Print all entries word for word.

####################

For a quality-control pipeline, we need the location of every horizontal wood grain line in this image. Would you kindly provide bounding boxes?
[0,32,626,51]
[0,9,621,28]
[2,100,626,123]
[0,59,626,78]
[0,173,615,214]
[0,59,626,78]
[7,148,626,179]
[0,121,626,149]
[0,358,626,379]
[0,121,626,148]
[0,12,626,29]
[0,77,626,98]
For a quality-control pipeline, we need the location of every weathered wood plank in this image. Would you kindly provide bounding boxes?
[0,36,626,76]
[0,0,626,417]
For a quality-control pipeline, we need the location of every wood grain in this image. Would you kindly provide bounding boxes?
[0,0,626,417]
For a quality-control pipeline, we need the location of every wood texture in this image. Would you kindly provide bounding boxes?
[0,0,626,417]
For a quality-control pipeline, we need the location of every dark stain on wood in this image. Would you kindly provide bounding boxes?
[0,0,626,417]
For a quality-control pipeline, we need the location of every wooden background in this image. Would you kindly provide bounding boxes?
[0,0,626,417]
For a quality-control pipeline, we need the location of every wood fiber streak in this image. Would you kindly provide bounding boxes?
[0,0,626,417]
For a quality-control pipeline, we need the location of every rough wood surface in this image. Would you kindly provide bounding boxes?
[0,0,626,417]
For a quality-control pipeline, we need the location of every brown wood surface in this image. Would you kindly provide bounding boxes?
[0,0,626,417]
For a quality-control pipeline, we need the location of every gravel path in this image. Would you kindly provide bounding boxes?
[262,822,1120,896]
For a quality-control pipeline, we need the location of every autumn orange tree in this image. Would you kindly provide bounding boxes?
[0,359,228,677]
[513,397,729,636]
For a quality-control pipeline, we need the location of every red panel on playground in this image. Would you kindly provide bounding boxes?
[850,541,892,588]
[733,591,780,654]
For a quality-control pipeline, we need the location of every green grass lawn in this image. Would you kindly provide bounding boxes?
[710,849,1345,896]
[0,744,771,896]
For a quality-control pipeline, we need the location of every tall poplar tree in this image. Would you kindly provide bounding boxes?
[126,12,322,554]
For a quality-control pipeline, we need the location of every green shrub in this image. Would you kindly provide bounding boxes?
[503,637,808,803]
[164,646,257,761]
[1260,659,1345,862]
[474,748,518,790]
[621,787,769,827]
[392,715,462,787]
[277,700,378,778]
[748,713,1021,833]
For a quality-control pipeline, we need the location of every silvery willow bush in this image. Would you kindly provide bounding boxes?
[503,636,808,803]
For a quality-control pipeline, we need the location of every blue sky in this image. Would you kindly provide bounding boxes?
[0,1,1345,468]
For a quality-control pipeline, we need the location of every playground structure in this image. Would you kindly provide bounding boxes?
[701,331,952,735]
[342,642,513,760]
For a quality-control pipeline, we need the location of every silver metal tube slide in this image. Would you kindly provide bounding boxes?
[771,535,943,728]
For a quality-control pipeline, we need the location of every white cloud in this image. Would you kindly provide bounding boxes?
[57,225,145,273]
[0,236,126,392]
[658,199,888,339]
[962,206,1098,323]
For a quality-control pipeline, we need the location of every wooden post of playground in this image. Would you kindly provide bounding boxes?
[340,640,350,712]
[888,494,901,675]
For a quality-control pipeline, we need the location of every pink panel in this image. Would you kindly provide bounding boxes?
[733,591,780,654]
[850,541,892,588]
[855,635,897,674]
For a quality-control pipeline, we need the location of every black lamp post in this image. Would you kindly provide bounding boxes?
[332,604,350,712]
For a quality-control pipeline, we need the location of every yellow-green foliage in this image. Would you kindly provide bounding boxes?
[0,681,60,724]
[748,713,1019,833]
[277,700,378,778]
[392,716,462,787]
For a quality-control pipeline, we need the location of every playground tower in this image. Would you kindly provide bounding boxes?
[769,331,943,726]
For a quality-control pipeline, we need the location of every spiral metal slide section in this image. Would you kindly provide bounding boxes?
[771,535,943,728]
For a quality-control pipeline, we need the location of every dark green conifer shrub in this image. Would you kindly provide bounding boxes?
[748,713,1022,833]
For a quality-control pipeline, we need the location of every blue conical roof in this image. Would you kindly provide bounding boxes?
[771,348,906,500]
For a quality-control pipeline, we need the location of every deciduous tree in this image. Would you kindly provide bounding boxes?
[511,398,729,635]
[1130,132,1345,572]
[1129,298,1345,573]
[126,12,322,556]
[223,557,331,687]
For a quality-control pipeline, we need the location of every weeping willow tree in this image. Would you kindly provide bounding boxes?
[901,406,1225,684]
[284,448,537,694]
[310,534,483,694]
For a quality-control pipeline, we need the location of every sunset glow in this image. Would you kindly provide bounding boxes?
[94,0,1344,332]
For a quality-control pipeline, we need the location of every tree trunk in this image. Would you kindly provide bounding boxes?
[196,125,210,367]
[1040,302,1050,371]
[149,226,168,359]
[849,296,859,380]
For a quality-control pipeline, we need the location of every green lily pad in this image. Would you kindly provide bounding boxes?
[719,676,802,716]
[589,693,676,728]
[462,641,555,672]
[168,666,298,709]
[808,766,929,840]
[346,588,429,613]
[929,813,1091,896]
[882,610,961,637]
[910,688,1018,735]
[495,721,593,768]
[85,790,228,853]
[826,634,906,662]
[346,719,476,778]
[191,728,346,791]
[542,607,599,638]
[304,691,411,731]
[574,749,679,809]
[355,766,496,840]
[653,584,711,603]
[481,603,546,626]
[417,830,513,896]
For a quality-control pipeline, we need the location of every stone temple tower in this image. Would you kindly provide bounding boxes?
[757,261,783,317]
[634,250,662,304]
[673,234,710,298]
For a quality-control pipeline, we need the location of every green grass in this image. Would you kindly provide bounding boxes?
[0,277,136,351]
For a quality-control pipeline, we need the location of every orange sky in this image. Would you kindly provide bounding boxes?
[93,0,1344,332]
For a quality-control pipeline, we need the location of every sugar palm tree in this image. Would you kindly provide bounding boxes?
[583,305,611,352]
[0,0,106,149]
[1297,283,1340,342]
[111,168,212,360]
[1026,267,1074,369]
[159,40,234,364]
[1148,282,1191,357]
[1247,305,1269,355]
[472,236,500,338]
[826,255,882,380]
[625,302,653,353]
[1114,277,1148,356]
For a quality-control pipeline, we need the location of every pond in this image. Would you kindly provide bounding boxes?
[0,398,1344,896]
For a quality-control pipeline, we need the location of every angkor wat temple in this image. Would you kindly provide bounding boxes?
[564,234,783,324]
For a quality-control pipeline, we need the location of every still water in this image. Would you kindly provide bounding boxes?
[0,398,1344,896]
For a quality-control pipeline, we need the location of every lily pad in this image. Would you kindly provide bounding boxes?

####################

** Solution **
For a quality-control pipeline, we need the location of every horizontal wood grain line in this image. Would you kindly provide bounding boxes?
[0,32,626,51]
[0,9,621,28]
[2,100,626,123]
[0,59,626,78]
[0,173,615,214]
[0,59,626,78]
[7,148,626,179]
[0,121,626,149]
[0,358,626,379]
[0,121,626,148]
[0,12,626,29]
[0,77,626,98]
For a quality-control pipeline, we need the location of every weathered wood plank in this image. Would you kindly provide bounding boxes?
[0,36,626,76]
[0,0,626,417]
For a quality-control pipeline, we need the location of every wood grain in this image. Would you kindly provide bounding boxes?
[0,0,626,417]
For a quality-control pipeline, we need the location of every wood texture in this image. Would you kindly provide bounding boxes?
[0,0,626,417]
For a quality-control pipeline, we need the location of every dark stain on wood in this image. Would you kindly provide bounding boxes?
[0,0,626,417]
For a quality-control pipeline, we need the location of every wooden background in this image. Would you kindly provide bounding boxes?
[0,0,626,417]
For a quality-control pipeline, we need the location of every wood fiber streak in this image. Would you kindly provide bounding boxes?
[0,0,626,417]
For a quality-control pipeline, we need the location of every rough wood surface in this image. Would you kindly provide bounding boxes?
[0,0,626,417]
For a quality-control pipeline, we need the location of every brown wood surface in this image. Would you kindly provide bounding boxes?
[0,0,626,417]
For a quality-control pipeline, we need the location of every gravel path in this image. Would you kindly provide bounding boxes?
[262,822,1120,896]
For a quality-control pipeline, we need the location of every autumn orange tree in this image. Would you kindly provide bounding boxes?
[0,359,228,677]
[513,397,729,636]
For a quality-control pipeline, we need the location of every red panel on playground in this image. Would you kindly provide bounding boxes?
[850,541,892,588]
[733,591,780,654]
For a quality-control pipeline, we need the location of every green grass lawn in this image. Would you kindly provide bounding boxes?
[710,849,1345,896]
[0,744,771,896]
For a quality-control pipeline, we need the location of every tall poplar tree in this image. Would you kindly provide bounding boxes?
[126,12,322,554]
For a quality-control pipeline, we need the location of every green shrub in this image. Would you kindly provide bounding boxes?
[503,637,808,803]
[164,646,257,761]
[1260,659,1345,862]
[474,748,518,790]
[621,787,769,827]
[392,715,462,787]
[277,700,378,778]
[748,713,1021,833]
For a quality-control pipeline, we need the location of every silvery willow bush in this image. Would you kindly provide bounding boxes?
[503,636,808,803]
For a quality-control pipeline, we need the location of every blue sky in this image. Would you kindly provide bounding boxes?
[0,1,1345,468]
For a quality-control pipeline, we need the location of every playground structure in this image. Would you kindly provide bounding boxes?
[701,331,952,735]
[342,642,513,760]
For a quality-control pipeline, we need the location of every silver metal tube slide in this image. Would you kindly provide bounding boxes?
[771,535,943,728]
For a quality-control pipeline, we need the location of every white cloud in this image. Would you kindly provide bounding boxes?
[57,225,145,273]
[0,236,126,392]
[658,199,888,339]
[962,206,1098,323]
For a quality-control pipeline, we need the location of every wooden post of playground in this image. Would you kindly provide bounding boxes?
[340,640,350,712]
[888,494,901,675]
For a quality-control pipeline, we need the location of every pink panel in this image. Would you kindly provide bounding boxes?
[733,591,780,654]
[850,541,892,588]
[855,635,897,674]
For a quality-control pipeline, we need the location of every black lamp post in this image. Would you kindly provide bounding boxes?
[332,604,350,712]
For a quality-control pipeline, we need the location of every yellow-green foliage in this image. Would you kindly provide bounding boxes?
[0,681,60,724]
[748,713,1019,833]
[277,700,378,778]
[392,716,462,787]
For a quality-control pipeline, we need the location of every playground tower in this image. Would you kindly provide bounding boxes?
[769,331,943,726]
For a quality-control pipeline, we need the location of every spiral metal slide section in this image. Would you kindly provide bounding boxes?
[771,535,943,728]
For a quality-control pipeline, we need the location of every dark green conifer shrub in this image. Would you kindly provide bounding boxes?
[748,713,1022,833]
For a quality-control pipeline, we need the location of every blue conical roof in this image. Would you kindly provide bounding boxes?
[771,348,906,500]
For a quality-control pipeline, we need the location of every deciduous tree in this image. Would you kindly provide bounding boxes?
[511,398,729,635]
[1130,132,1345,572]
[1129,298,1345,573]
[126,12,322,556]
[223,557,331,687]
For a quality-control pipeline, we need the location of every weeping willow tree in this image. Would you kindly provide bounding boxes?
[901,406,1225,684]
[284,448,537,694]
[310,534,483,694]
For a quality-control pipeline, we need the location of every sunset glow in this image. Would you kindly provide bounding boxes?
[94,0,1344,332]
For a quality-control pipeline, we need the location of every tree trunk in this image. Would you kindly provide bounding boxes?
[196,125,210,367]
[1040,302,1050,371]
[149,226,168,359]
[849,296,859,380]
For a quality-control pipeline, we need the location of every green lily pad in this image. Would you kindly provide bounding boxes?
[719,676,802,716]
[589,693,676,728]
[462,641,555,672]
[168,666,298,709]
[808,766,929,840]
[346,588,429,613]
[929,813,1091,896]
[882,610,961,637]
[910,688,1018,735]
[495,721,593,768]
[85,790,228,853]
[826,634,906,662]
[346,719,476,778]
[191,728,346,791]
[542,607,599,638]
[304,691,411,731]
[574,749,679,809]
[355,766,496,840]
[653,584,711,603]
[481,603,546,626]
[417,830,513,896]
For a quality-control pipeline, we need the location of every stone temple tower in this image. Would you kindly provide bounding boxes?
[757,261,783,317]
[634,250,662,304]
[673,234,710,298]
For a quality-control pipeline, we need the location of every green grass in this image. Would you kindly provide bounding boxes?
[0,277,136,351]
For a quality-control pipeline, we need the location of every orange sky in this image. Would you kindly provide bounding boxes?
[93,0,1344,332]
For a quality-control pipeline, we need the location of every sugar palm tree in this image. Would you kindly provide bounding boxes?
[583,305,611,352]
[0,0,106,149]
[1297,283,1340,342]
[111,168,212,360]
[1026,267,1074,369]
[159,40,234,364]
[1148,282,1191,357]
[1247,305,1269,355]
[472,236,500,338]
[826,255,882,380]
[625,302,653,353]
[1114,277,1148,356]
For a quality-control pipeline, we need the location of every pond in this image. Would you kindly provide bounding boxes?
[0,398,1344,896]
For a quality-control pipeline, we need the location of every angkor wat temple in this image. Would you kindly provide bounding boxes?
[564,234,783,324]
For a quality-control pipeline, we need the location of every still water in this image. Would you kindly provide bounding boxes?
[0,398,1344,896]
For a quality-control pipeline, we need the location of every lily pad in this image. Would you kindly provide bounding boxes?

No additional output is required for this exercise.